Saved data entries
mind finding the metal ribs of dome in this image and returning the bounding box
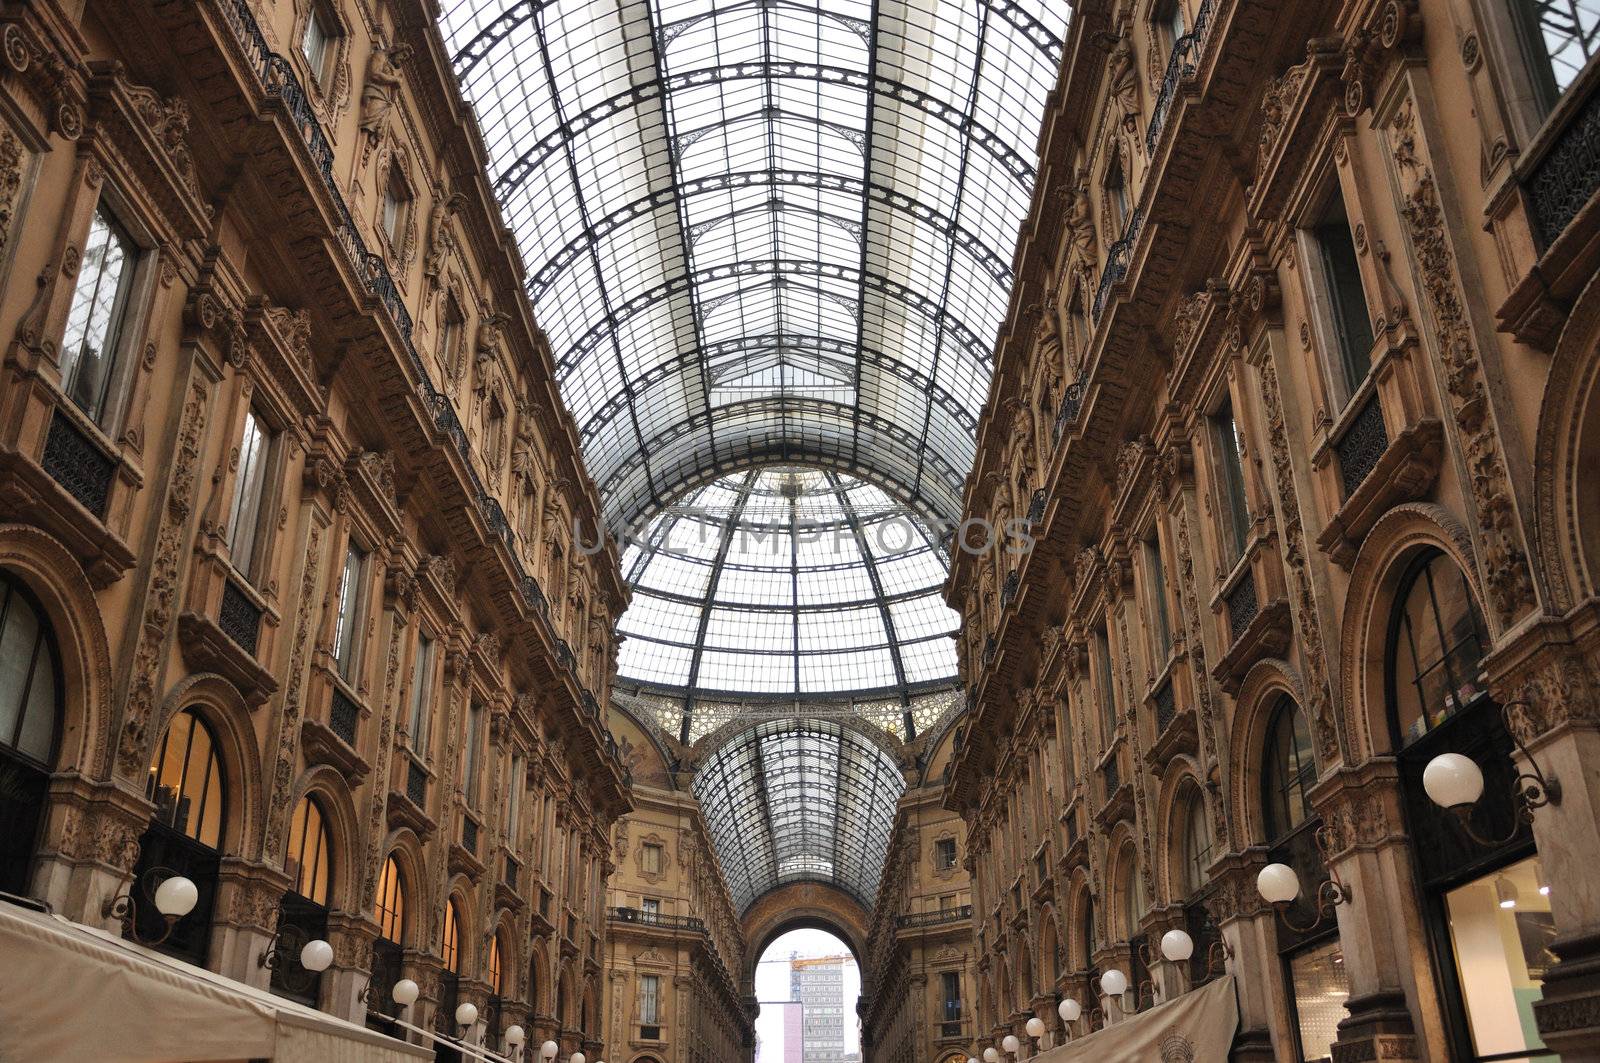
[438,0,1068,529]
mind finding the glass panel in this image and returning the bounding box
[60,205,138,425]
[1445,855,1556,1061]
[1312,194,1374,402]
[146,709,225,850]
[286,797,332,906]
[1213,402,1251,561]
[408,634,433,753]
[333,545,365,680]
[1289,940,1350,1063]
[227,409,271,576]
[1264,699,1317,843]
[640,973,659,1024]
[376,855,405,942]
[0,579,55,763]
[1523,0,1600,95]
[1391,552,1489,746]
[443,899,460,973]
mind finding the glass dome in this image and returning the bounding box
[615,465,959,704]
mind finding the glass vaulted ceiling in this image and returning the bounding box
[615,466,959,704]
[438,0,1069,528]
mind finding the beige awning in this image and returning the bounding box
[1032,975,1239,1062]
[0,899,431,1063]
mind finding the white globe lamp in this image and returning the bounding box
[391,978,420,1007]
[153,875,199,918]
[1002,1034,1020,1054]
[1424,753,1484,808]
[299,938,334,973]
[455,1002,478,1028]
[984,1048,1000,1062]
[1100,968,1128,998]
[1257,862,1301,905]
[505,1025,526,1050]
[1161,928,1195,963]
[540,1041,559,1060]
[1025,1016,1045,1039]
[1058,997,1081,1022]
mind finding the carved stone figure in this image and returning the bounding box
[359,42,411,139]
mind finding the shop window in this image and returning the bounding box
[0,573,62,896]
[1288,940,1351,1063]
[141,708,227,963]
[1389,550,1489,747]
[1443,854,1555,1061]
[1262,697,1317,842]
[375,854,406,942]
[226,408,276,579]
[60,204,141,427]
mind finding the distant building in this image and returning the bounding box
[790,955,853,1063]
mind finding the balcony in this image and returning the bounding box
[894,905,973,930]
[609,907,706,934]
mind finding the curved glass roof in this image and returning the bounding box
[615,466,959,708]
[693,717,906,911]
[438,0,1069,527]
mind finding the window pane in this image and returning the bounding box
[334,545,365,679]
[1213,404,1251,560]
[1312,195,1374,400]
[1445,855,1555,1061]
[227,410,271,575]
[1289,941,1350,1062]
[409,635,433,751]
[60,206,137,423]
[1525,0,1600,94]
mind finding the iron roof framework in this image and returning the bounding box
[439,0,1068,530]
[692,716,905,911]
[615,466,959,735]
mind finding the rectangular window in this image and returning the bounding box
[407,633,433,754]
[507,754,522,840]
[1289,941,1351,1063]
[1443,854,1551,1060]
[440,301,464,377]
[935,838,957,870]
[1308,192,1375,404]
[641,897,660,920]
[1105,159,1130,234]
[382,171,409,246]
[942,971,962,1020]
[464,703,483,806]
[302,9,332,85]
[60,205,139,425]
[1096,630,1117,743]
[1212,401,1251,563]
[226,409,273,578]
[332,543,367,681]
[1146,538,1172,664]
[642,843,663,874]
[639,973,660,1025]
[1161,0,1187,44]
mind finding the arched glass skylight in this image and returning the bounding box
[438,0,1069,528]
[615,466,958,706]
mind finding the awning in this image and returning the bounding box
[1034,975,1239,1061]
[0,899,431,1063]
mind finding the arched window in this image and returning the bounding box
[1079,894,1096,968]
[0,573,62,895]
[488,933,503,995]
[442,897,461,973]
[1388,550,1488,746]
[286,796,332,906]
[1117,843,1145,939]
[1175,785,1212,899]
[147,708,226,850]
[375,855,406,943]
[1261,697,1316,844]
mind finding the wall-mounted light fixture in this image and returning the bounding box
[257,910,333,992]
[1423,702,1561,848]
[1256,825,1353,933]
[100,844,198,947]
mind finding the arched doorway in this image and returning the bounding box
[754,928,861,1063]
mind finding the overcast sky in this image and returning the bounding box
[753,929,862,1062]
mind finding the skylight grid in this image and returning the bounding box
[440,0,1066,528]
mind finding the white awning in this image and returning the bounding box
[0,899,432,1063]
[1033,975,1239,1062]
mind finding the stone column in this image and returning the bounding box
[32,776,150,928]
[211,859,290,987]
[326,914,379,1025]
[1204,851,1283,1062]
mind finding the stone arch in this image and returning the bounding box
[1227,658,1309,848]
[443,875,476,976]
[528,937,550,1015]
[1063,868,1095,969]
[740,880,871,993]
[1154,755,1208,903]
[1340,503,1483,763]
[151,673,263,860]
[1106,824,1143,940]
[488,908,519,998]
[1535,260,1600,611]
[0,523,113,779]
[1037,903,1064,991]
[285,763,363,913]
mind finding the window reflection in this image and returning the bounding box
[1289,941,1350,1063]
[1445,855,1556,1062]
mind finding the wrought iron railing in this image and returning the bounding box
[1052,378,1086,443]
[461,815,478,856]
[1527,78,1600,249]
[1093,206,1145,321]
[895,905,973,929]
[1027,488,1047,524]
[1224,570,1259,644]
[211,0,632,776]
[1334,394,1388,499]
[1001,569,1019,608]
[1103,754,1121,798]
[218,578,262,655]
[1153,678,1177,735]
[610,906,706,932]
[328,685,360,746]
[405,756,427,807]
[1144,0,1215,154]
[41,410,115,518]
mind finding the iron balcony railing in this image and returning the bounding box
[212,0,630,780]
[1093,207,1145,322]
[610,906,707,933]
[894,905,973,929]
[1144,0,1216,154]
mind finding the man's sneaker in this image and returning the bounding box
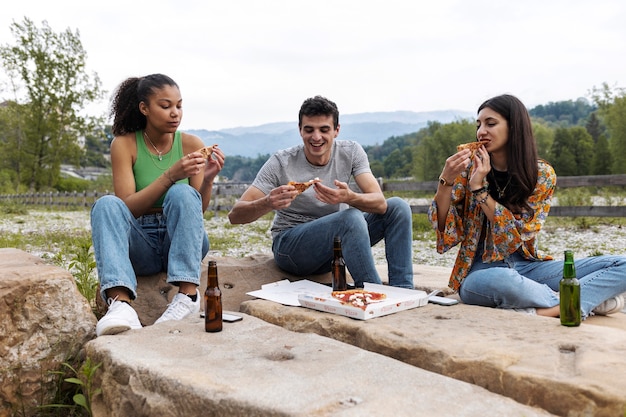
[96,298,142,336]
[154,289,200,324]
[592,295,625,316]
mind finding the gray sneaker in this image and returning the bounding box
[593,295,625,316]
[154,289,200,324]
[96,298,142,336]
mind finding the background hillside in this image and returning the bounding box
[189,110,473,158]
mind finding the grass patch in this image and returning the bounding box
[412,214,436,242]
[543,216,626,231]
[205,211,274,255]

EXERCISE REQUIREMENTS
None of the pictures should appear; repeat the records exactly otherwise.

FINAL ANSWER
mind finding the metal ribs of dome in this image and returning the bounding box
[438,0,1068,529]
mind finding the glass panel in this image and returning the bounding box
[60,205,138,425]
[1445,855,1556,1061]
[1312,194,1374,402]
[146,709,225,850]
[286,797,332,906]
[1213,402,1251,561]
[408,634,433,753]
[333,545,365,680]
[1289,940,1350,1063]
[227,409,271,576]
[1264,699,1317,843]
[640,973,659,1024]
[376,855,405,942]
[0,579,55,763]
[1523,0,1600,95]
[1391,552,1489,746]
[443,899,460,973]
mind finding the glass dome in this image and returning the bounding box
[615,465,959,704]
mind finding the glass vaulted ceiling in this image and returning the bounding box
[615,466,959,704]
[438,0,1069,528]
mind finding the beige awning in this image and returning the bounding box
[1032,975,1239,1062]
[0,899,431,1063]
mind finding the white globe lamp in this image and returning the bounding box
[391,978,420,1007]
[153,875,199,918]
[1002,1034,1020,1054]
[1424,753,1484,808]
[299,938,334,973]
[455,1002,478,1028]
[984,1048,1000,1062]
[1100,968,1128,998]
[1257,862,1301,905]
[505,1025,526,1050]
[1161,928,1195,963]
[540,1041,559,1060]
[1025,1016,1045,1039]
[1058,997,1081,1022]
mind finding the carved stone figure in this image and returning the bounding box
[359,42,411,139]
mind finding the shop window in this image and returning the bounding box
[0,573,62,896]
[1288,940,1351,1063]
[141,708,227,963]
[1389,550,1489,747]
[1443,854,1555,1061]
[1262,697,1317,842]
[375,854,406,942]
[226,408,276,579]
[60,204,141,427]
mind finding the distant building in this image and returning the bounding box
[790,955,853,1063]
mind finding the balcony in this image and returning the bounding box
[894,905,973,930]
[609,907,706,934]
mind finding the curved glass roof in this image and returning the bounding box
[615,466,959,708]
[693,717,906,911]
[438,0,1069,527]
mind finding the window pane in this image and returning the bounding box
[334,545,365,679]
[1213,404,1251,560]
[1312,195,1374,400]
[1445,855,1555,1061]
[227,410,271,575]
[1289,941,1350,1062]
[409,635,433,751]
[60,206,137,423]
[1525,0,1600,94]
mind finding the iron roof framework in this image and returning the bounding box
[439,0,1068,530]
[692,716,905,911]
[615,466,959,735]
mind finding the rectangular window in this image and returning the bounding box
[407,633,433,754]
[507,754,522,840]
[1289,941,1351,1063]
[1443,854,1551,1060]
[440,301,464,377]
[935,838,957,870]
[1308,192,1375,404]
[641,897,660,920]
[1105,159,1130,234]
[382,171,409,246]
[942,971,962,1020]
[464,703,483,806]
[302,9,332,85]
[60,205,139,425]
[1096,630,1117,743]
[1212,401,1251,563]
[226,409,273,578]
[332,543,367,681]
[1146,538,1172,664]
[642,843,663,874]
[639,973,660,1025]
[1161,0,1187,44]
mind finding the arched glass skylight in this image and returning the bounding box
[438,0,1069,528]
[615,466,958,706]
mind finding the awning in this image and returning the bounding box
[1034,975,1239,1061]
[0,899,431,1063]
mind finding the arched window in this image and returning the bounding box
[1079,894,1096,968]
[0,573,62,895]
[488,933,503,995]
[442,897,461,973]
[1388,550,1488,746]
[286,796,332,906]
[1117,843,1145,939]
[1175,785,1212,899]
[147,708,226,850]
[375,855,406,943]
[1261,697,1316,844]
mind finding the wall-mounted light fixture in this image and returning the bounding box
[257,910,333,992]
[1423,702,1561,848]
[1256,825,1353,933]
[100,844,198,947]
mind finding the arched doorway in this image and returning the bounding box
[754,928,861,1063]
mind finding the overcast sky in this image and returning the bounding box
[753,929,862,1062]
mind finding the skylight grid in this image and returning the bounding box
[440,0,1066,528]
mind finding the white awning in this image and returning the bounding box
[0,899,432,1063]
[1033,975,1239,1062]
mind finding the stone column in this image and returning the bounding box
[32,776,150,928]
[211,859,290,987]
[326,914,379,1025]
[1204,851,1283,1062]
mind finding the stone arch in this image and returning the bounding box
[1227,658,1309,848]
[443,875,476,976]
[528,937,550,1015]
[1063,868,1095,969]
[740,880,871,993]
[1154,755,1208,903]
[1340,503,1483,763]
[151,673,263,860]
[1106,824,1143,940]
[488,908,519,998]
[1535,260,1600,611]
[0,523,113,779]
[1037,903,1064,991]
[285,763,363,913]
mind finding the window reflection in this image and returning the bounding box
[1289,941,1350,1063]
[1445,855,1556,1062]
mind finding the wrought iron railing in this image and returning the bounding box
[1052,378,1086,443]
[461,815,478,856]
[1527,78,1600,249]
[1093,206,1145,321]
[895,905,973,929]
[1027,488,1047,524]
[1224,570,1259,644]
[211,0,632,776]
[1334,394,1388,499]
[1001,569,1019,608]
[1103,754,1121,798]
[218,578,262,655]
[1153,678,1177,735]
[610,906,706,932]
[328,685,360,746]
[405,756,427,807]
[1144,0,1215,154]
[41,410,115,518]
mind finding the iron balcony railing in this image and returning the bounding box
[212,0,630,780]
[1093,207,1145,322]
[610,906,707,933]
[894,905,973,929]
[1144,0,1216,154]
mind finding the man's sneaker in this image and returning the bounding box
[96,298,142,336]
[154,289,200,324]
[592,295,625,316]
mind finding the gray sneaker in this image and returning the bounding box
[593,295,625,316]
[154,289,200,324]
[96,298,142,336]
mind finding the background hillside in this image and returning the bounding box
[189,110,473,158]
mind finding the grass patch in this image and returning the bounding box
[412,214,436,242]
[543,216,626,231]
[205,211,274,255]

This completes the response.